> CHALLENGE
Answer these questions on the article about the 1950 US soccer team:
1. Where were all the photographers covering the match positioned?
2. Which newspaper did Dent McSkimming write for?
3. What did some papers assume the real scoreline of the football match must have been?

> EXCERPTED PASSAGE
▼
The story of the 1950 US soccer team


It goes without saying that defeat for England against the United States when their World Cup campaign kicks off in Rustenburg tomorrow would come as a surprise, although not, of course, on anything like the scale of the 1-0 loss in Belo Horizonte during the 1950 finals in Brazil.

Today, no shock is ever ruled out, but a win for USA then was regarded as not so much unlikely as out of the question.  No photographer captured the winning goal, for example, because all of the snappers sent to cover the contest were positioned behind the American net, expecting a deluge of scoring from the England team.

In the press box, meanwhile, there was only one American journalist, Dent McSkimming from the St Louis Despatch, who funded the trip to Brazil himself after the newspaper declined to pay his passage.  His report was the only one to appear in any major American newspaper.

The match kicked off at 9pm London time and communication was primitive to say the least. When first notification of the 0-1 scoreline arrived in Fleet Street newspaper offices, it was assumed there had been a typographical error in transmission.

Sports desks were understandably preoccupied by the England cricket team's defeat against West Indies at Lord's on the same day -- another seismic shock in that it was the first against that opponent on home soil -- and some papers assumed that the real scoreline from the football match must have been 10-1 or even 11-0, in England's favour.
▲
[Dataset items]
▼
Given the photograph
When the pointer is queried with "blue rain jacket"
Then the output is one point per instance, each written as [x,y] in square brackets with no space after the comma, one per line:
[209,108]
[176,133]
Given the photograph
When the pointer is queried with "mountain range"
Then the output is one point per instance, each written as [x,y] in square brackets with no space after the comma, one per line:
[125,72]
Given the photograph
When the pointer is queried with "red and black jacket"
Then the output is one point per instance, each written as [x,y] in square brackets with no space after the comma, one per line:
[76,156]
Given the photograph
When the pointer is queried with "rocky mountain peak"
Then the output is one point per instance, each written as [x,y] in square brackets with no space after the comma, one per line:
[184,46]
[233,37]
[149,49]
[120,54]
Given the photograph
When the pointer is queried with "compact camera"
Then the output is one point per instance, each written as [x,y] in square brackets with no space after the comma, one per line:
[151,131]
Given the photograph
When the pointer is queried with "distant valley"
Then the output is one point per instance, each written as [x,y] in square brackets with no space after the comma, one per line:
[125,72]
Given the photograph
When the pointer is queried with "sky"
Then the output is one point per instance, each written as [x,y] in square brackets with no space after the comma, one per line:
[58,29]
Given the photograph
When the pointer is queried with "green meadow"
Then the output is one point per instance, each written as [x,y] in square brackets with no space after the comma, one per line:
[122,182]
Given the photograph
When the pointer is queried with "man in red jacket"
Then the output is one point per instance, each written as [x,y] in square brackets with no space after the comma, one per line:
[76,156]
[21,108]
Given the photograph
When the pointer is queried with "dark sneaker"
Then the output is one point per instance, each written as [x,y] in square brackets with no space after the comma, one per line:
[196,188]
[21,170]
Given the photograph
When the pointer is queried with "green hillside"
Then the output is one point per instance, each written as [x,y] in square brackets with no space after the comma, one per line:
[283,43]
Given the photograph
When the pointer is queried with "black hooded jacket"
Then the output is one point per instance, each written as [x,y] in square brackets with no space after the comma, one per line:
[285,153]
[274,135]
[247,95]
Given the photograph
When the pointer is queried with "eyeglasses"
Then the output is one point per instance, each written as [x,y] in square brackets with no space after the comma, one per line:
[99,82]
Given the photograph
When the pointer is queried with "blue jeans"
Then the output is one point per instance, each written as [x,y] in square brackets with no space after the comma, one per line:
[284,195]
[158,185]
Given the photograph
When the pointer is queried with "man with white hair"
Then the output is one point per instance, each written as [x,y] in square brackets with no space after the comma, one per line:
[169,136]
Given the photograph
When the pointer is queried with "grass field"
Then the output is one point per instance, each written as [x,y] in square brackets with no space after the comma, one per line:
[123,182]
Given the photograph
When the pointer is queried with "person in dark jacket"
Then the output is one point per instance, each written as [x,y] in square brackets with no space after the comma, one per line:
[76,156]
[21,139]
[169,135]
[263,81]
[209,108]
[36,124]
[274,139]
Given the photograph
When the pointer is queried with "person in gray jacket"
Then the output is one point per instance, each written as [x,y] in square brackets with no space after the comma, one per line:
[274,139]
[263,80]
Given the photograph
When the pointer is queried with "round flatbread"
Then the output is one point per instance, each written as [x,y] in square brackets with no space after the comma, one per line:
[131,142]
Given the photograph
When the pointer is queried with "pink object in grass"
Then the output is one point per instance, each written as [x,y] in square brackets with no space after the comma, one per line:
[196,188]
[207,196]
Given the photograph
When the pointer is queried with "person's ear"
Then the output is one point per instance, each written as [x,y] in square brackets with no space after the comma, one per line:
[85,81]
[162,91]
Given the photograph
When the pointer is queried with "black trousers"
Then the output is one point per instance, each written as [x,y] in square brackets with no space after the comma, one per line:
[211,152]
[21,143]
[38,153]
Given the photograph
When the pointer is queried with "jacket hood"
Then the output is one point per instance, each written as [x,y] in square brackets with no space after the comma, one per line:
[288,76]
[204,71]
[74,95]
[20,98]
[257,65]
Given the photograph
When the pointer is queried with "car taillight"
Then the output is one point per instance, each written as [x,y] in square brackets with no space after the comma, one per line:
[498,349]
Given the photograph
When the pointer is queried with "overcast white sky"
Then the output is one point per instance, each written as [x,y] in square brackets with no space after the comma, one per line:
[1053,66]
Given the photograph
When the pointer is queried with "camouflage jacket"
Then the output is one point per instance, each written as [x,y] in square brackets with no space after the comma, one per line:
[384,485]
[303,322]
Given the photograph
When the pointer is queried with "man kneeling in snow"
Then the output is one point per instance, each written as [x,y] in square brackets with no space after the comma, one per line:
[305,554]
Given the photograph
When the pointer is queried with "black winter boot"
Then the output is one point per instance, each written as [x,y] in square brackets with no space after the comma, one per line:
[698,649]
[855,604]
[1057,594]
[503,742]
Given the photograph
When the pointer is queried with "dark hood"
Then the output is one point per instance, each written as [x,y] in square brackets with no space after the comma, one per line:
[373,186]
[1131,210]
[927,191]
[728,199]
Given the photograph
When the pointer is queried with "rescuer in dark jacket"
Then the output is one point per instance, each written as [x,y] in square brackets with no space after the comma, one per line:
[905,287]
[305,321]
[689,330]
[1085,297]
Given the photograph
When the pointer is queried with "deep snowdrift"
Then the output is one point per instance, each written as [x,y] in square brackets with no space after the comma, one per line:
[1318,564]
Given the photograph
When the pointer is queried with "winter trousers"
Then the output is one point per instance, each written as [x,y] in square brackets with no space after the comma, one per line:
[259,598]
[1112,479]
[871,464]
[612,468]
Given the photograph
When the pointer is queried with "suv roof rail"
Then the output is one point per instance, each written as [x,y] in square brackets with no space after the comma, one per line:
▲
> REPLY TO THE TASK
1. Behind the American net, expecting a deluge of scoring from the England team.
2. The St Louis Despatch.
3. 10-1 or even 11-0 in England's favor.